=== Stated exercise 1 ===
Write out the article on Rep. Steve King's DREAM Act remarks in full, word for word.

=== Text to read ===
_ _ _
Second update (below): White House spokesperson calls King’s comments ‘unfortunate’

Rep. Steve King (R-IA) appears to be sticking to his allegation that most young immigrants who fall under the terms of the DREAM Act are secretly drug mules instead of hard-working youths brought to the U.S. as children by their undocumented parents.

King’s initial comments were published last week by the conservative blog Newsmax, drawing a sharp response from Republican leadership currently engaged in trying to woo Latino voters.

“Some of them are valedictorians — and their parents brought them in,” King told Newsmax. “It wasn’t their fault. It’s true in some cases, but they aren’t all valedictorians. They weren’t all brought in by their parents. For everyone who’s a valedictorian, there’s another 100 out there that weigh 130 pounds and they’ve got calves the size of cantaloupes because they’re hauling 75 pounds of marijuana across the desert.”

The notoriously anti-immigrant congressman was asked to explain his remarks on an Iowa radio show Tuesday night, telling Radio Iowa host O. Kay Henderson: “I don’t disagree that there are DREAMers that are valedictorians, but [immigration reform] also would legalize those that are smuggling drugs into the United States.”

King added that his description of thick-calved immigrant drug mules was taken directly from his own experiences with members of the U.S. Border Patrol. “It’s not something that I’m making up,” he insisted. “This is real.”

King continued: “We have people that are mules, that are drug mules, that are hauling drugs across the border and you can tell by their physical characteristics what they’ve been doing for months, going through the desert with 75 pounds of drugs on their back and if those who advocate for the DREAM Act, if they choose to characterize this about valedictorians, I gave them a different image that we need to be thinking about because we just simply can’t be passing legislation looking only at one component of what would be millions of people.”

Unfortunately for King, it’s not the first time the Iowa Republican got his party in hot water with Latinos. Just earlier this week King found himself on the hot seat in front of a reporter for the Spanish-language network Univision, who asked why he compared immigrants to dogs during a town hall meeting last May.
_ _ _
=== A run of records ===
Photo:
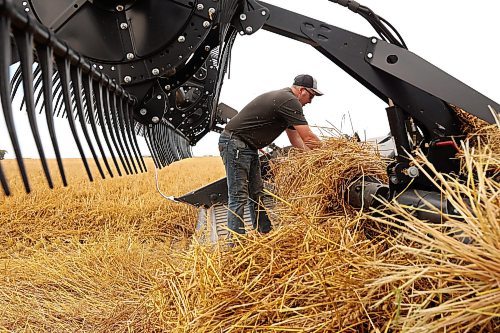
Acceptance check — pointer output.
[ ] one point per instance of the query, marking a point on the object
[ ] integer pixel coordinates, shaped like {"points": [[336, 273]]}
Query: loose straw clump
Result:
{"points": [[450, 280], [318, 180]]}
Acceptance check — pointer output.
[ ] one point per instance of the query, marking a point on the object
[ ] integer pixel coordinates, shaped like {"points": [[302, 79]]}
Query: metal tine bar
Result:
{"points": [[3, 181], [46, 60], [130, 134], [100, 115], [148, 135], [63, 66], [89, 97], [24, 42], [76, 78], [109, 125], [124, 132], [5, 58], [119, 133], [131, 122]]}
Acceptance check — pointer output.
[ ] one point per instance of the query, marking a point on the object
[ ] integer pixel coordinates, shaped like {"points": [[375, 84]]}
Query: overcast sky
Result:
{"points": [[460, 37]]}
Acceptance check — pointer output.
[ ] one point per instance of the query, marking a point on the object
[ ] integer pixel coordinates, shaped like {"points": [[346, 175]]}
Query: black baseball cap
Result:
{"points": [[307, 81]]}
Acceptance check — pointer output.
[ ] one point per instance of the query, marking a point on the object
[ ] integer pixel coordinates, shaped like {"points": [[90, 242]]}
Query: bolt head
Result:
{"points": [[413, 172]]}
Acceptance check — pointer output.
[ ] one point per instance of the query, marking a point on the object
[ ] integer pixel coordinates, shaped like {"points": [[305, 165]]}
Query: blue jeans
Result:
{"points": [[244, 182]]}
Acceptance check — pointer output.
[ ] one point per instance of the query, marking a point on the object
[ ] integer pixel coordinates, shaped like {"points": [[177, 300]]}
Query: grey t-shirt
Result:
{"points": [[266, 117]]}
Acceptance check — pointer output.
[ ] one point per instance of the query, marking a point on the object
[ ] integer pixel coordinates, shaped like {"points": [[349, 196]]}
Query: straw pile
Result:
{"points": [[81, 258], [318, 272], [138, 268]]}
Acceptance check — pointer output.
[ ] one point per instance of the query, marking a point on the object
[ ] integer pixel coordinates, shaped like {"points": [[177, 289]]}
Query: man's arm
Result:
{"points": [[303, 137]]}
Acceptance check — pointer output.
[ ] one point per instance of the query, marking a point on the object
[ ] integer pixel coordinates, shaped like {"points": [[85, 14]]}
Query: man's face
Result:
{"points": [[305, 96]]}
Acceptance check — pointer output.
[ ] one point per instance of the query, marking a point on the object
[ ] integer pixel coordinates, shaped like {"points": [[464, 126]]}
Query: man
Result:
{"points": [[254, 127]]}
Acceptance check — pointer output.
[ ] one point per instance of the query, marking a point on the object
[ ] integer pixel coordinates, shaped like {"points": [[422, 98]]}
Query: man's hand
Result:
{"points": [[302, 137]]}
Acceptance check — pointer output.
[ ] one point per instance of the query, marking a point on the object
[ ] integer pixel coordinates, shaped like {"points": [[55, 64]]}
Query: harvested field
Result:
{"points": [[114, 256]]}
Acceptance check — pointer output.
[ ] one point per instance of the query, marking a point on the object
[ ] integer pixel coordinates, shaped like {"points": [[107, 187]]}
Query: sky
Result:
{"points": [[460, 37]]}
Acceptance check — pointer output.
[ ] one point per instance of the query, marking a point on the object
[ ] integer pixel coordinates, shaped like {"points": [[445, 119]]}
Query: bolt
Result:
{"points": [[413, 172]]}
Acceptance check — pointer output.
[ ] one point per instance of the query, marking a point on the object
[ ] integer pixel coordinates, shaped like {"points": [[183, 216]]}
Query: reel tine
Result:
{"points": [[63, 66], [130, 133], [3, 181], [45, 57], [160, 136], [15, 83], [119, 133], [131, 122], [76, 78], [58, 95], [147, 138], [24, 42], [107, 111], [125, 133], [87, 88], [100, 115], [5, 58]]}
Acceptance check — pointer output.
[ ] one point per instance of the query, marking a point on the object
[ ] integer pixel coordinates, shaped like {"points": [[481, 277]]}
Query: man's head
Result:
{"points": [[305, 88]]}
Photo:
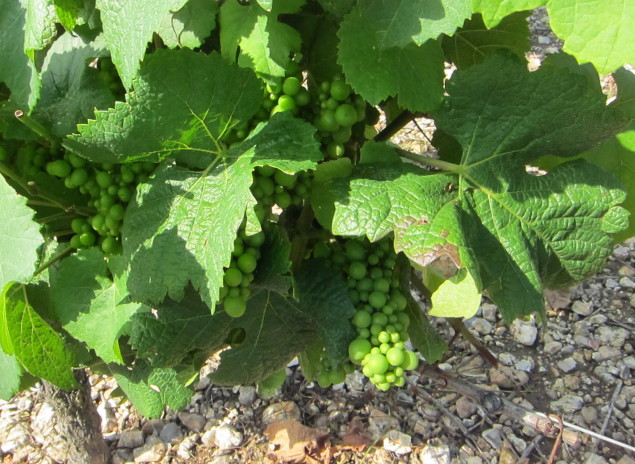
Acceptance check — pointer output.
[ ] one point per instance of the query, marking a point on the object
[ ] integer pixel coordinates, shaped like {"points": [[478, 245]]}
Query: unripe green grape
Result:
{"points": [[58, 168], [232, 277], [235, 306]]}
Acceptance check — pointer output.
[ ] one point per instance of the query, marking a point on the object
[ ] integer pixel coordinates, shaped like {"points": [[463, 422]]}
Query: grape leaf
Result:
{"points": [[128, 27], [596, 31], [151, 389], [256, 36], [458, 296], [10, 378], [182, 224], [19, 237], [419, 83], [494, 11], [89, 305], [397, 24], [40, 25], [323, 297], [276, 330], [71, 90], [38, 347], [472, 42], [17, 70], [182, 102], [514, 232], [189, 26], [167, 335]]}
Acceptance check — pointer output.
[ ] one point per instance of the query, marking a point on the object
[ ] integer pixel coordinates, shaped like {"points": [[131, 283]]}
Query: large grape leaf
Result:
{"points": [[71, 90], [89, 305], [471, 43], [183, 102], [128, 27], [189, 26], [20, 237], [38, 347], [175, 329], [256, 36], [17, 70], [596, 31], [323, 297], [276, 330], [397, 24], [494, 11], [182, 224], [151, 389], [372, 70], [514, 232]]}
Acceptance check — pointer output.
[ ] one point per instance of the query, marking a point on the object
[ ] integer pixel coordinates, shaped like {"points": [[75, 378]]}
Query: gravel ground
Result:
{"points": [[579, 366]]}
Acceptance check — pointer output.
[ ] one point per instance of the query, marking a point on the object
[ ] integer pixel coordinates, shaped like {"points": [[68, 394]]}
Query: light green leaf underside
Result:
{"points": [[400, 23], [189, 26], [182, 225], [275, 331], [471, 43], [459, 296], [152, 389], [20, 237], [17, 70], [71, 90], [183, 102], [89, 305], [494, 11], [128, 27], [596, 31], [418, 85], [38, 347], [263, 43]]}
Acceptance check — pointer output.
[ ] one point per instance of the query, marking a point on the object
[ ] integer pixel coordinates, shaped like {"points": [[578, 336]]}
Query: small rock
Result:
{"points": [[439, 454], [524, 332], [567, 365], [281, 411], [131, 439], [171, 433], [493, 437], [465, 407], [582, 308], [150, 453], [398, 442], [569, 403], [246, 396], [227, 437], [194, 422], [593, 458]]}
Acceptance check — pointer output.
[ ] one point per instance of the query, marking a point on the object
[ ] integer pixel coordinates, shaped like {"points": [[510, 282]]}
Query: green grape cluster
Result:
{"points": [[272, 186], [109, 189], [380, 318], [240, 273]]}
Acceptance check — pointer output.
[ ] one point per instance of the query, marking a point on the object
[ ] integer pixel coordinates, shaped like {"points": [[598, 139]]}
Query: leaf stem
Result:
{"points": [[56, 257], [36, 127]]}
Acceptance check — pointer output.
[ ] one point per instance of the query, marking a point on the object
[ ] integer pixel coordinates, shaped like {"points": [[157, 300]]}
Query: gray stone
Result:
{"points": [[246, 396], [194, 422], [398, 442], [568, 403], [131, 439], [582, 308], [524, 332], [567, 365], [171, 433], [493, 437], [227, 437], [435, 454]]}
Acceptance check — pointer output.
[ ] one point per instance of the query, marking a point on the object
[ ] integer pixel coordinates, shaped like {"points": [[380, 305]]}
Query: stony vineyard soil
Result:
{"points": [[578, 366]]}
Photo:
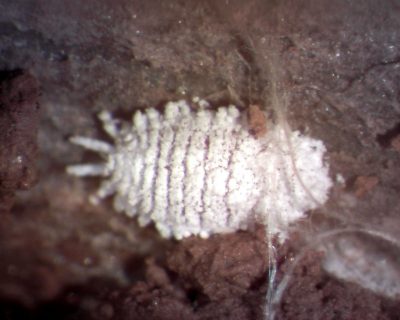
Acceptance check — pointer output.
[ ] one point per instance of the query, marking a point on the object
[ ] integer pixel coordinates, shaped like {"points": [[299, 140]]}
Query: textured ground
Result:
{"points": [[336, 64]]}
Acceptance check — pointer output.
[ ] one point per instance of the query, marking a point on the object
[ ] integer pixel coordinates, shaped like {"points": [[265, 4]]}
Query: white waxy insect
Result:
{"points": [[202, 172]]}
_ _ _
=== Stated exercise 2 ===
Report every line in the records that contains the string "leaf".

=== Full output 1 ===
Second update (below): White House spokesperson calls King’s comments ‘unfortunate’

Rep. Steve King (R-IA) appears to be sticking to his allegation that most young immigrants who fall under the terms of the DREAM Act are secretly drug mules instead of hard-working youths brought to the U.S. as children by their undocumented parents.

King’s initial comments were published last week by the conservative blog Newsmax, drawing a sharp response from Republican leadership currently engaged in trying to woo Latino voters.

“Some of them are valedictorians — and their parents brought them in,” King told Newsmax. “It wasn’t their fault. It’s true in some cases, but they aren’t all valedictorians. They weren’t all brought in by their parents. For everyone who’s a valedictorian, there’s another 100 out there that weigh 130 pounds and they’ve got calves the size of cantaloupes because they’re hauling 75 pounds of marijuana across the desert.”

The notoriously anti-immigrant congressman was asked to explain his remarks on an Iowa radio show Tuesday night, telling Radio Iowa host O. Kay Henderson: “I don’t disagree that there are DREAMers that are valedictorians, but [immigration reform] also would legalize those that are smuggling drugs into the United States.”

King added that his description of thick-calved immigrant drug mules was taken directly from his own experiences with members of the U.S. Border Patrol. “It’s not something that I’m making up,” he insisted. “This is real.”

King continued: “We have people that are mules, that are drug mules, that are hauling drugs across the border and you can tell by their physical characteristics what they’ve been doing for months, going through the desert with 75 pounds of drugs on their back and if those who advocate for the DREAM Act, if they choose to characterize this about valedictorians, I gave them a different image that we need to be thinking about because we just simply can’t be passing legislation looking only at one component of what would be millions of people.”

Unfortunately for King, it’s not the first time the Iowa Republican got his party in hot water with Latinos. Just earlier this week King found himself on the hot seat in front of a reporter for the Spanish-language network Univision, who asked why he compared immigrants to dogs during a town hall meeting last May.

=== Full output 2 ===
Query: grape leaf
Query: large grape leaf
Query: light green leaf underside
Query: leaf stem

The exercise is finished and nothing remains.